(Stored records)
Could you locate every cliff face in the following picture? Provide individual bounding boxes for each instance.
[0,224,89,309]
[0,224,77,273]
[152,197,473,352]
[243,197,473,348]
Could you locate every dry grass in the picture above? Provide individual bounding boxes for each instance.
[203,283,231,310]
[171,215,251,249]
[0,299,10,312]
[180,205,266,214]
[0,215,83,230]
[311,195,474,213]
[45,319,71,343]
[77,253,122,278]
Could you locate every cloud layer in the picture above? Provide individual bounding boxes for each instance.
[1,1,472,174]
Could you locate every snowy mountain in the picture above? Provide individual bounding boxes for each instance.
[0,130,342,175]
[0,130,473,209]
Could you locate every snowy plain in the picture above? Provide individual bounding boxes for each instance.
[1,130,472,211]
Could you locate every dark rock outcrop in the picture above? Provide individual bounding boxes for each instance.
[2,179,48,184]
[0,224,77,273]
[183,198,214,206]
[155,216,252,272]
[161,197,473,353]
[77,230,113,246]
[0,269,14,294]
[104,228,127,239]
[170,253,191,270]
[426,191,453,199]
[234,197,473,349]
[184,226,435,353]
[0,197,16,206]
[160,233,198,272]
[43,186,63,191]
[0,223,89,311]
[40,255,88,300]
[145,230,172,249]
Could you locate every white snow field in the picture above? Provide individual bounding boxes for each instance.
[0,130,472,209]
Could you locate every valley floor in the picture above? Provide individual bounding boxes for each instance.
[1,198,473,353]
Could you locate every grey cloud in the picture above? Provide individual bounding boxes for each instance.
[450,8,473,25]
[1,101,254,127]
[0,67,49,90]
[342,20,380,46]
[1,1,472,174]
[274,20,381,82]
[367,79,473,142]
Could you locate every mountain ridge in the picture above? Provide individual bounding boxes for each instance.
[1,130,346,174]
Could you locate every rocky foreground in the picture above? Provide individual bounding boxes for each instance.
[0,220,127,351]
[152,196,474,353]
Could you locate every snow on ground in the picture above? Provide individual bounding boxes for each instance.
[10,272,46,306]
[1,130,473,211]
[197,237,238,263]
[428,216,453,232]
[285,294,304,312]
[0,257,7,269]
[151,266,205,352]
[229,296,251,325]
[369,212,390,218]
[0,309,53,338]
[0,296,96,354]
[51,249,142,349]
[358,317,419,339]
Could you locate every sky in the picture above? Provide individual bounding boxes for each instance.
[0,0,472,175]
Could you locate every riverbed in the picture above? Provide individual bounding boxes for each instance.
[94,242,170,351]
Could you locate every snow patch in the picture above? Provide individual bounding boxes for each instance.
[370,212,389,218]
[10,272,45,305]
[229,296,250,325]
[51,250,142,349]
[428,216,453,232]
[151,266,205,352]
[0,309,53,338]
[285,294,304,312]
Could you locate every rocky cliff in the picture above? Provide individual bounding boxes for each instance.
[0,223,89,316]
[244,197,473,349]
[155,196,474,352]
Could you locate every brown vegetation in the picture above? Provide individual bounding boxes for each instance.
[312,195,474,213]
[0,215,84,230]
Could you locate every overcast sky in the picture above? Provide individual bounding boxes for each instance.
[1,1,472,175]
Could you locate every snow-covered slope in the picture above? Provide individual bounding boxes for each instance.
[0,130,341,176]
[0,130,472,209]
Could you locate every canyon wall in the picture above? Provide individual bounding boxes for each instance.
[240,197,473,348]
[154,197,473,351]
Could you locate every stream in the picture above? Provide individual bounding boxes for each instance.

:: Exercise brief ::
Return exactly the lines in the records above, beginning with the one that holds "Could you locate every mountain" and ending with the last.

:: Completed exercise ::
Could you locate every mountain ridge in the picture above? Provide individual bounding boxes for each instance.
[1,130,346,174]
Could you locate every rocky foreground in the picture above? Provide individual bounding boxes for each instance.
[0,220,127,351]
[152,196,474,353]
Could you locate every snow on ground in the picture above? Provide individual bounding boxes for each instance.
[10,272,46,306]
[1,130,473,211]
[197,237,238,263]
[428,216,453,232]
[285,294,304,312]
[0,257,7,269]
[151,266,205,352]
[229,296,251,325]
[369,212,390,218]
[0,309,53,338]
[0,296,96,354]
[51,249,142,349]
[358,317,419,339]
Could you locate every sky in the picture above? Provide individual bounding boxes for each instance.
[0,0,472,175]
Could you locate every riverbed in the picture above? Provide individual bounding boxes for each instance.
[94,242,170,351]
Could you locate every snow patch in the picture above? Provide individual bounding boxes for each instance.
[370,212,389,218]
[10,272,45,305]
[229,296,250,325]
[51,250,142,349]
[428,216,453,232]
[151,266,205,352]
[0,309,53,338]
[285,294,304,312]
Could you locate every rocky cliff in the picture above? Provide individual bounding boxes for each instance.
[0,223,89,316]
[244,197,473,349]
[155,196,474,352]
Could you locate every brown vegetation in the picture above? Provide individual bounding boxes for each instance.
[312,195,474,213]
[0,215,84,230]
Could you locate every overcast sky in the picture above? Provide individual bounding boxes for each instance.
[1,1,472,175]
Could you locate every snow-covered slope in the picture above? Provide individual bounding boxes for each instance.
[0,130,341,176]
[0,130,472,209]
Could you locate every canyon wall in the picture above? Provide individual bounding boxes for each instance.
[240,197,473,348]
[154,197,473,351]
Could you locate every stream in the picture above? Provide individual bounding boxes for each instance.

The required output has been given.